> WHAT IS EXPECTED:
Return only the lines starting at the line that contains "molding in the photo above." and ending with the final line of the listing; include both endpoints.

> MATERIAL SHOWN:
◇ ◇ ◇ ◇ ◇
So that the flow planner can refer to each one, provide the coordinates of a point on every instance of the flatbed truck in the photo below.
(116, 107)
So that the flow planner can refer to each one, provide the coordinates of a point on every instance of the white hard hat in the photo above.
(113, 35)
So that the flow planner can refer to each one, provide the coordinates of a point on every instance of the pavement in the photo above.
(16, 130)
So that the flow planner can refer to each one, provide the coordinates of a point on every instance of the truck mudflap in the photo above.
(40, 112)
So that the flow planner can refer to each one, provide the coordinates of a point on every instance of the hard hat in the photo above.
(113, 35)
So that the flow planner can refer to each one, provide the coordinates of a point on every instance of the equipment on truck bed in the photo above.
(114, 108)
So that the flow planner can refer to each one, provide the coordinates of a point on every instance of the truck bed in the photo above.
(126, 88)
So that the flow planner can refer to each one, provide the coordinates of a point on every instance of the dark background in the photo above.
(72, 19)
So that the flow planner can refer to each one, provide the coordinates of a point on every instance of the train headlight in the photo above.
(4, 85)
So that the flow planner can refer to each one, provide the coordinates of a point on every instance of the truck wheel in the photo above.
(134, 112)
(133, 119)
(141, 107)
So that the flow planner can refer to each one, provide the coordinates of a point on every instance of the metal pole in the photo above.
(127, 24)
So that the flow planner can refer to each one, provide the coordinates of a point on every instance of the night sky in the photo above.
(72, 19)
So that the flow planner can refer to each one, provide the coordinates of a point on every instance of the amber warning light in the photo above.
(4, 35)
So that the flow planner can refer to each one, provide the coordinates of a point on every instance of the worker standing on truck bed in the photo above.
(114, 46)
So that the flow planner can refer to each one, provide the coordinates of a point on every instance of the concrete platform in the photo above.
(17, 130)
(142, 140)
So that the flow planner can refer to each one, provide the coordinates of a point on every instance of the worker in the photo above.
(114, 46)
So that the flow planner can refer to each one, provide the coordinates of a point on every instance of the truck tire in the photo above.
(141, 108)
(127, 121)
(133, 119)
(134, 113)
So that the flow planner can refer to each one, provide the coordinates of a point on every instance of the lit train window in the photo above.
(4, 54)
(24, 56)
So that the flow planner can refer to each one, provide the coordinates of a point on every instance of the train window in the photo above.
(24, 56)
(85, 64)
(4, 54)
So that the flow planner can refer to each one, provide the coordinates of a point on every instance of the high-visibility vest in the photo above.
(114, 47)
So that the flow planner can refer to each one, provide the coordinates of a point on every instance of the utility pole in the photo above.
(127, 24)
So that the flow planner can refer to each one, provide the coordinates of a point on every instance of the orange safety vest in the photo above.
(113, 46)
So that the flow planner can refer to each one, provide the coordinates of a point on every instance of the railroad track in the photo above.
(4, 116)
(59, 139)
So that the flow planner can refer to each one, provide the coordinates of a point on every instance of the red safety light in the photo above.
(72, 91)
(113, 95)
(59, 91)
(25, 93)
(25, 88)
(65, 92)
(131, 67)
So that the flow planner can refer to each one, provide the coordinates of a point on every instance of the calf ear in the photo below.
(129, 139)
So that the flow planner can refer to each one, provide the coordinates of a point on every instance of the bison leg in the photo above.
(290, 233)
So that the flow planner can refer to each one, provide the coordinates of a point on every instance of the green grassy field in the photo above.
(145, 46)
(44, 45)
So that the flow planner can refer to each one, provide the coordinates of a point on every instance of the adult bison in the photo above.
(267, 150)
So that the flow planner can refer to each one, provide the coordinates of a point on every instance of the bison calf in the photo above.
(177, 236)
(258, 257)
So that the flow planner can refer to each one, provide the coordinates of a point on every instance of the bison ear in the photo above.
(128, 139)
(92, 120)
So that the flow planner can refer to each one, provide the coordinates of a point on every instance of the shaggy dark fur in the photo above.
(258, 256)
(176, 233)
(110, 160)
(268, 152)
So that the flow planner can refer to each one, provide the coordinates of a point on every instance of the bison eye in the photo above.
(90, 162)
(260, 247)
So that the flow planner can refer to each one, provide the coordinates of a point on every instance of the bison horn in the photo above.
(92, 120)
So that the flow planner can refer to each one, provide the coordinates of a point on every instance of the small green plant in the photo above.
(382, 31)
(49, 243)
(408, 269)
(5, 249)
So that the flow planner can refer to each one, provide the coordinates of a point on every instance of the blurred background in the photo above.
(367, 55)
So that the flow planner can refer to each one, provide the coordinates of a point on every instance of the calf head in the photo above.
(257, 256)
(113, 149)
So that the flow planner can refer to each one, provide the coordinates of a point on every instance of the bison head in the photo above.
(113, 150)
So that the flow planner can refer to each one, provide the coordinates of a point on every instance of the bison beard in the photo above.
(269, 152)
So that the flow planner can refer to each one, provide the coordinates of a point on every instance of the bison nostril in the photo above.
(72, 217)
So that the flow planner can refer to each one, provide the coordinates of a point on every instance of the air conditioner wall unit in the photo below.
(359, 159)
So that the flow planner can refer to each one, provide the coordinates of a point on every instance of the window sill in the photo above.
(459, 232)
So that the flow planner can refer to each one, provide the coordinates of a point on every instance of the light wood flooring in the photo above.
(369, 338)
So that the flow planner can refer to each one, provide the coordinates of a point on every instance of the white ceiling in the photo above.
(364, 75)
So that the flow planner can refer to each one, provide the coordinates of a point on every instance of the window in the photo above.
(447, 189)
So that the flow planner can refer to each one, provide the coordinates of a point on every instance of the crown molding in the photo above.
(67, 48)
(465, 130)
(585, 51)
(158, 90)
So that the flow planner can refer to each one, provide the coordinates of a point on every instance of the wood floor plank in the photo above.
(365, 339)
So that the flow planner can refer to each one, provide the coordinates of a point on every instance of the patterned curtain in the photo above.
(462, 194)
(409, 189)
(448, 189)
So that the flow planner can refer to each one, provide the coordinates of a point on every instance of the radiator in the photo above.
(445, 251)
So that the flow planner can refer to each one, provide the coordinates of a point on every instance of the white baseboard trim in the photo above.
◇ ◇ ◇ ◇ ◇
> SOLUTION:
So that the flow planner can refer to each one, provide the coordinates of a point on every instance of the crown molding in the photo above.
(67, 48)
(465, 130)
(585, 51)
(158, 90)
So that the flow planner can refer to each one, provide the coordinates of a point on every instance of the wood floor plank in the photo above.
(365, 339)
So that the flow planner can refer to each one, provide the coordinates of a point on every instance of the patterned curtain in the photo above.
(462, 194)
(409, 189)
(448, 189)
So that the flow planner can refer to each one, provide the coordinates of a point on every instance of the radiator in the photo above.
(445, 251)
So that the flow planner can refer to each one, provide the coordinates of a point on every instance of the white baseboard trim in the photo above.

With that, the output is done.